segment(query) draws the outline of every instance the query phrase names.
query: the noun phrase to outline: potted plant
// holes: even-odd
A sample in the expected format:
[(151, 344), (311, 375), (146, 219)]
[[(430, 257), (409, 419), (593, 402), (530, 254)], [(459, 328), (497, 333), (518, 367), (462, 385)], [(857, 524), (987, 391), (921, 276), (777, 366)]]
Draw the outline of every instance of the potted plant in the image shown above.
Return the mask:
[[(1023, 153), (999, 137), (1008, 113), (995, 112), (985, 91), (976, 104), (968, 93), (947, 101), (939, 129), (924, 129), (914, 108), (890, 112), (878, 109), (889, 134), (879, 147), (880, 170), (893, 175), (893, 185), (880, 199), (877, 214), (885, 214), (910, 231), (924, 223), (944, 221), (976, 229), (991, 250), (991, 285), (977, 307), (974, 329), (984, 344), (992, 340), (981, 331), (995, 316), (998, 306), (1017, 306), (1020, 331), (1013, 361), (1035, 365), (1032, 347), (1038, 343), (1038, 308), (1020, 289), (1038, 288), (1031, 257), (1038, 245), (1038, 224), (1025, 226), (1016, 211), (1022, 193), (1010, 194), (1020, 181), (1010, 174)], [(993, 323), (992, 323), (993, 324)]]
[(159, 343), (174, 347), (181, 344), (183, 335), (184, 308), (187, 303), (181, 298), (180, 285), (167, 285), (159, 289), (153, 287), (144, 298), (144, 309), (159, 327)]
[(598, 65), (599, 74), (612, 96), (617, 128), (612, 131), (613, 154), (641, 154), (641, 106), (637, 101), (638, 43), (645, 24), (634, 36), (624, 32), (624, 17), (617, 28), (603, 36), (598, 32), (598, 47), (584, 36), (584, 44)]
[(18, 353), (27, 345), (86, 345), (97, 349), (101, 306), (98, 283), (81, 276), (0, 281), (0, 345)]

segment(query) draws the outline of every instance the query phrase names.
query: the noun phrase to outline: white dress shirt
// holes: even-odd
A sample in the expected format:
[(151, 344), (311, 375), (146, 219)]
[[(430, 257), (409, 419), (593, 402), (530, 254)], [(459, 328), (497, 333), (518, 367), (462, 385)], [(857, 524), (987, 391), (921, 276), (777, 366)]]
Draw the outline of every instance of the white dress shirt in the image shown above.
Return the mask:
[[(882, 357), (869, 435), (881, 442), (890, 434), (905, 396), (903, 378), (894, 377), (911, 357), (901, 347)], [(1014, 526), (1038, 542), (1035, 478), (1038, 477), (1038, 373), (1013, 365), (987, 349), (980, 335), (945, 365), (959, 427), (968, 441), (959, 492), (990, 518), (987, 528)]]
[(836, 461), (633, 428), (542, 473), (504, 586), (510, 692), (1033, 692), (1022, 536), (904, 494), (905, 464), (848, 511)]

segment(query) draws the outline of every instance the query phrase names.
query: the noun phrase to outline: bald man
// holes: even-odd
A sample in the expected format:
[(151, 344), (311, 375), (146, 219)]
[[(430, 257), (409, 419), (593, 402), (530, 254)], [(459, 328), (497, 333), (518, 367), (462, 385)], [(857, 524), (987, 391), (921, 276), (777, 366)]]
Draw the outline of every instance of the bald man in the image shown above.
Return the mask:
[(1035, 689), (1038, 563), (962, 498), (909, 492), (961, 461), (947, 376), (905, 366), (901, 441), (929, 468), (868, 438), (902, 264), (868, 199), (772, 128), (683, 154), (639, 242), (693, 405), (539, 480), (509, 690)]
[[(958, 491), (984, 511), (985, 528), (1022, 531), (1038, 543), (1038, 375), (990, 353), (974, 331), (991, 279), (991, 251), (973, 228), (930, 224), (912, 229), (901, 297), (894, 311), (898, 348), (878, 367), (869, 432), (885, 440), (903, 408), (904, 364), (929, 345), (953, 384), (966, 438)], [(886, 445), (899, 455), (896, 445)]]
-------------------------
▶ _TASK BRIEF_:
Rewrite every row above, changing each "outline" to "contour" and leaving everything else unchanged.

▶ _EXERCISE SOLUTION_:
segment(query) draws the contour of every instance the query phrase names.
query: the noun phrase to contour: potted plant
// holes: even-odd
A sample in the expected format:
[(151, 344), (311, 375), (146, 219)]
[[(430, 257), (409, 419), (593, 402), (530, 254)], [(459, 328), (497, 333), (518, 367), (462, 385)], [(857, 524), (987, 391), (921, 276), (777, 366)]]
Draw the contour of every instance of the potted plant in the image shown above.
Return the mask:
[[(1023, 153), (999, 137), (1008, 113), (995, 112), (985, 91), (976, 104), (968, 93), (947, 101), (939, 129), (924, 129), (914, 108), (890, 112), (878, 109), (889, 134), (879, 147), (880, 170), (893, 175), (893, 185), (880, 199), (877, 214), (885, 214), (910, 231), (924, 223), (944, 221), (976, 229), (991, 250), (991, 285), (977, 307), (974, 329), (984, 344), (992, 340), (981, 331), (995, 316), (998, 306), (1017, 306), (1020, 331), (1013, 361), (1035, 365), (1032, 347), (1038, 343), (1038, 308), (1020, 289), (1038, 288), (1031, 257), (1038, 245), (1038, 224), (1025, 226), (1016, 211), (1022, 193), (1010, 194), (1020, 181), (1010, 174)], [(993, 323), (992, 323), (993, 324)]]
[(159, 343), (174, 347), (181, 344), (183, 335), (184, 308), (187, 303), (181, 298), (180, 285), (167, 285), (159, 289), (153, 287), (144, 298), (144, 309), (159, 327)]
[(598, 65), (599, 74), (612, 96), (617, 128), (612, 131), (613, 154), (641, 154), (641, 106), (637, 101), (638, 43), (645, 24), (634, 36), (624, 32), (624, 17), (617, 28), (603, 36), (598, 32), (598, 47), (584, 36), (584, 44)]
[(18, 353), (27, 345), (86, 345), (97, 349), (101, 306), (98, 283), (81, 276), (0, 281), (0, 345)]

segment(query) draws the contour of every instance the query phrase names.
query: the noun phrase to contour: white dress shirt
// holes: even-odd
A sample in the expected format:
[(151, 344), (311, 375), (146, 219)]
[[(430, 257), (409, 419), (593, 402), (530, 254)], [(459, 328), (497, 333), (518, 367), (462, 385)], [(857, 524), (987, 391), (921, 276), (777, 366)]]
Draw the contour of every instance of the white dress shirt in the image shown above.
Return the mask:
[[(882, 357), (869, 435), (881, 442), (890, 434), (905, 396), (903, 378), (894, 377), (911, 357), (901, 347)], [(1014, 526), (1038, 542), (1035, 478), (1038, 477), (1038, 373), (1013, 365), (987, 349), (980, 335), (945, 365), (959, 427), (968, 441), (959, 492), (990, 518), (987, 528)]]
[(836, 461), (633, 428), (542, 473), (504, 586), (510, 692), (1033, 692), (1022, 536), (904, 494), (905, 464), (848, 511)]

segment(query) draws the contour of every instance the query phrase names.
query: the noun phrase to contour: bald man
// holes: even-odd
A sample in the expected format:
[(151, 344), (311, 375), (146, 219)]
[[(430, 257), (409, 419), (593, 402), (530, 254)], [(459, 328), (497, 333), (518, 367), (462, 385)], [(857, 524), (987, 391), (921, 276), (777, 366)]]
Draw the contour of every instance of the bald man in the image shown above.
Return the mask:
[(1035, 689), (1038, 563), (962, 498), (909, 492), (961, 461), (947, 376), (905, 366), (901, 441), (929, 468), (868, 438), (902, 264), (868, 199), (772, 128), (683, 154), (639, 242), (693, 405), (539, 480), (509, 690)]
[[(958, 491), (984, 511), (985, 528), (1022, 531), (1038, 543), (1038, 375), (990, 353), (974, 331), (991, 279), (991, 251), (973, 228), (930, 224), (912, 229), (901, 297), (894, 311), (898, 348), (878, 367), (869, 432), (885, 440), (903, 408), (904, 364), (929, 345), (953, 384), (966, 438)], [(886, 445), (899, 455), (896, 445)]]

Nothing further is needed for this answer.